## Exercise directions
Locate each line in the data below that contains the word "like", matching case exactly, and copy those lines out.

## Data lines
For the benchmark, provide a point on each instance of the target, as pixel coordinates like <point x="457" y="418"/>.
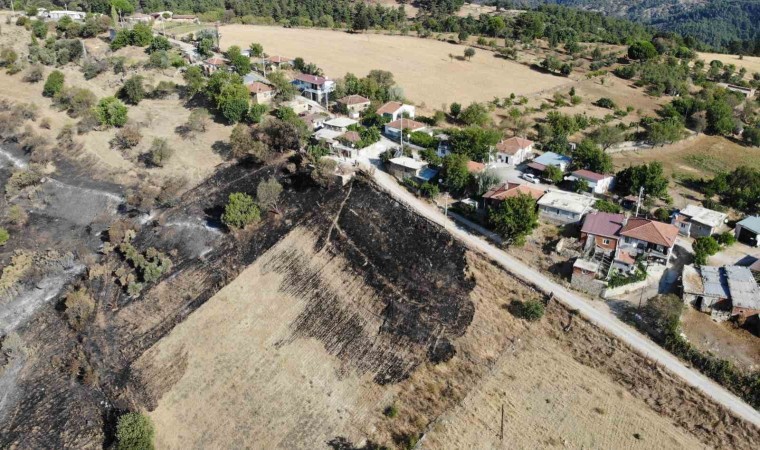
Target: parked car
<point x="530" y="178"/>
--
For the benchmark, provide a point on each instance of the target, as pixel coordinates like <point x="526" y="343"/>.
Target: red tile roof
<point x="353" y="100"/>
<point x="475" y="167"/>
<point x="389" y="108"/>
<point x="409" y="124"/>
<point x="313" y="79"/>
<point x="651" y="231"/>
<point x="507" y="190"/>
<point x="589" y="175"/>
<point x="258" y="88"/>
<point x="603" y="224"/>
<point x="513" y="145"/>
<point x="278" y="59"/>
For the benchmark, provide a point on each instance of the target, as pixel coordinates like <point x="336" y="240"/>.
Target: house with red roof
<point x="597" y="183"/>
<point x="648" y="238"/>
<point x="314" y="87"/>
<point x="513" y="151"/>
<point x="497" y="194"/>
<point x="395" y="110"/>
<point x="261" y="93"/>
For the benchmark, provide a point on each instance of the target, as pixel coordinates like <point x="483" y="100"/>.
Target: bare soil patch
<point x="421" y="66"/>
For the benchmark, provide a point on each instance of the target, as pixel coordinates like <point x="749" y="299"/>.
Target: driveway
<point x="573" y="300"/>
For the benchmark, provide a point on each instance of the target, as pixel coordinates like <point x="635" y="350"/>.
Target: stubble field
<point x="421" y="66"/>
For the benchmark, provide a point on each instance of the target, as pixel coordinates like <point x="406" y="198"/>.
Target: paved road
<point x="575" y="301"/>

## Solved exercise
For the benchmark, provide a point on each instance of the target, as pixel coordinates like <point x="457" y="418"/>.
For the benchmark, provide a point on each instance of the target, as pixel coordinates like <point x="526" y="343"/>.
For the benchmark, provide a point on each instance of the target, as pixel coordinates like <point x="336" y="240"/>.
For the benchmark, provide a point on each instance of the target, as pixel coordinates like <point x="483" y="100"/>.
For the benchmark, provide a point on each instance of the target, as pixel coordinates like <point x="749" y="299"/>.
For the benchmark, provide a point on each instance of the target, as pixel coordinates like <point x="635" y="350"/>.
For the benchmark, provide a point on each instance of the target, as pixel coordinates like <point x="406" y="198"/>.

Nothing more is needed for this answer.